§ **What to do**
A: In the reflection on liturgical prayer, rewrite everything from "So what is so" down to "from one another.", substituting "plural form" for "first person plural".
B: In the reflection on liturgical prayer, which prayer book does the writer usually use for morning and evening prayers?

··· Extracted text

Several weeks ago, I would never have guessed that my life soon will be largely confined to the small room in the college accommodation interrupted only by one walk or cycle a day which is presently allowed in the UK. I already made arrangements to travel back to Poland and spend, for the first time in five years, the Easter with my family. All of my plans were, however, suddenly overturned by the spread of the pandemic. My daily routine also had to change. I do not get up every morning to cycle to the Tyndale House. My life is not organised according to the schedule of 11 am and 4 pm coffee breaks. There are no Tuesday chapels to attend and no Hebrew reading groups. And, although these things would stop anyway during the break, I know that in the Easter term there will be no research seminars at the Faculty of Divinity or complines and vespers in my college’s chapel. This leaves me with a lot of time to work, think and write.
And in this time, I am discovering the benefits of regular liturgical prayer. Various Christian traditions have different settings for the regular prayer. Luther’s Small Catechism advised people to begin and end their day with the sign of the cross followed by the Creed and Lord’s Prayer. The Benedictine Liturgy of Hours prescribes seven times of prayer during the day and one in the night. In the modern hymnbook used by the Lutheran and Reformed Churches in Poland, one can find their version of the Liturgy of Hours consisting of Lauds (morning prayer), Sext (midday prayer), Vespers (evening prayer) and Compline (prayer at the end of the day). But the idea to pray at the set times of the day is not just an old Christian tradition. Already Psalms tell us that people used to address God at the set times of the day: O Lord, in the morning you hear my voice; in the morning I prepare a sacrifice for you and watch (Ps 5:3 ESV, cf. Ps 88:3). Let my prayer be counted as incense before you, and the lifting up of my hands as the evening sacrifice! (Ps 141:2). As for myself, I usually pray the morning and (much less regularly) evening prayers from the Book of Common Prayer.
So what is so beneficial about praying the liturgical prayer? How is it helpful during the time of pandemic? First of all, it is in the first person plural. It forces us to think about the body of Christ even when we cannot meet physically. These prayers are designed to be said by the community. And I came to think that it is really important to preserve this first person plural even when we are praying on our own. It is often said that the word Father in Our Father is a powerful lesson about how to pray. But there is another important lesson already in the first word (or, as in Greek and Polish, in the second word). We are addressing God as our Father in the first person plural. He is not just our personal Father but we are coming to him as members of the redeemed community – His church. This is a really important lesson to remember now when we are isolated from one another.

······
··· Data shown

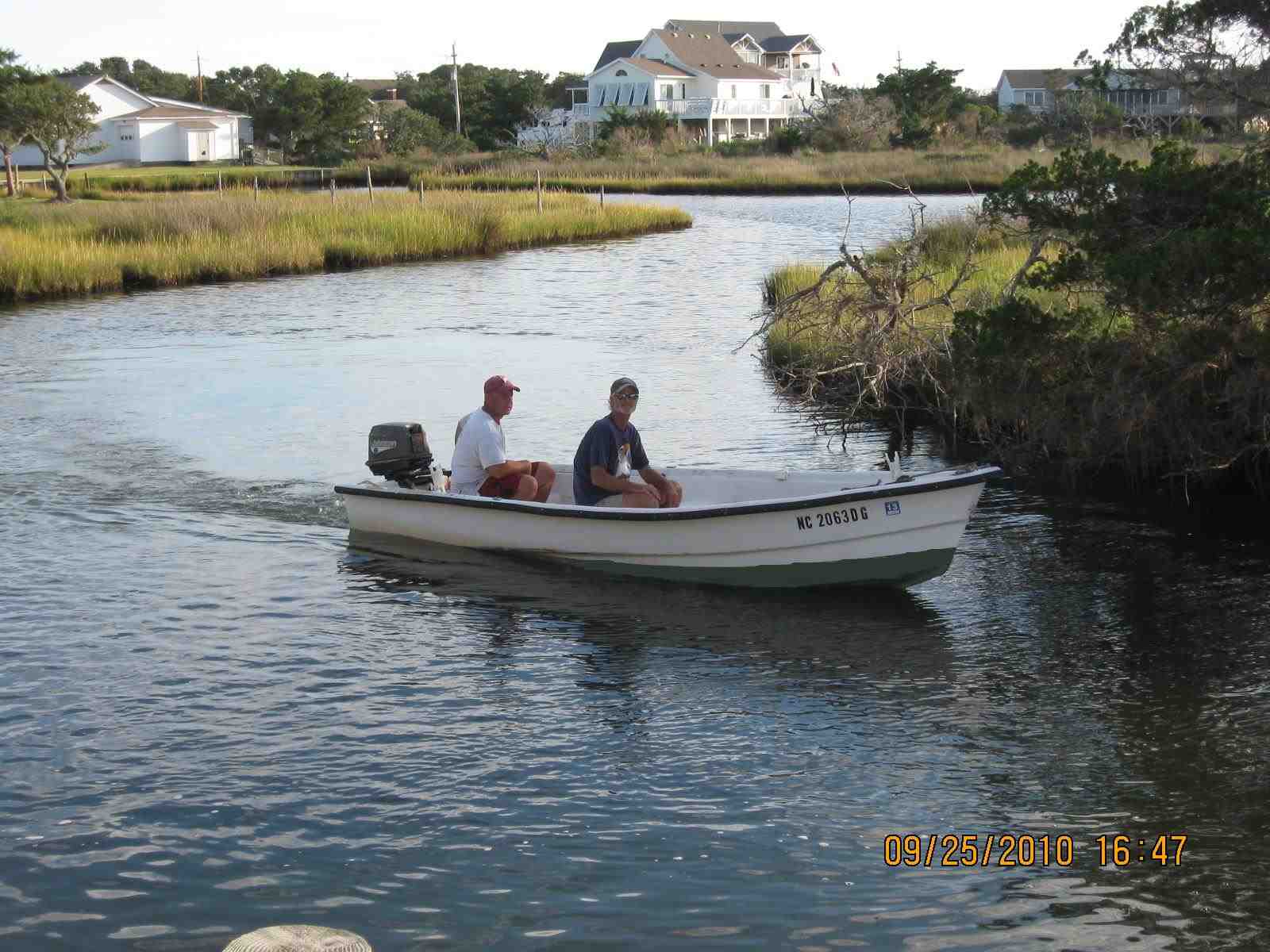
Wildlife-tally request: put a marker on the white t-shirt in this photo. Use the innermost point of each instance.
(479, 444)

······

§ **Answers to the problems**
A:
So what is so beneficial about praying the liturgical prayer? How is it helpful during the time of pandemic? First of all, it is in the plural form. It forces us to think about the body of Christ even when we cannot meet physically. These prayers are designed to be said by the community. And I came to think that it is really important to preserve this plural form even when we are praying on our own. It is often said that the word Father in Our Father is a powerful lesson about how to pray. But there is another important lesson already in the first word (or, as in Greek and Polish, in the second word). We are addressing God as our Father in the plural form. He is not just our personal Father but we are coming to him as members of the redeemed community – His church. This is a really important lesson to remember now when we are isolated from one another.

B: The Book of Common Prayer.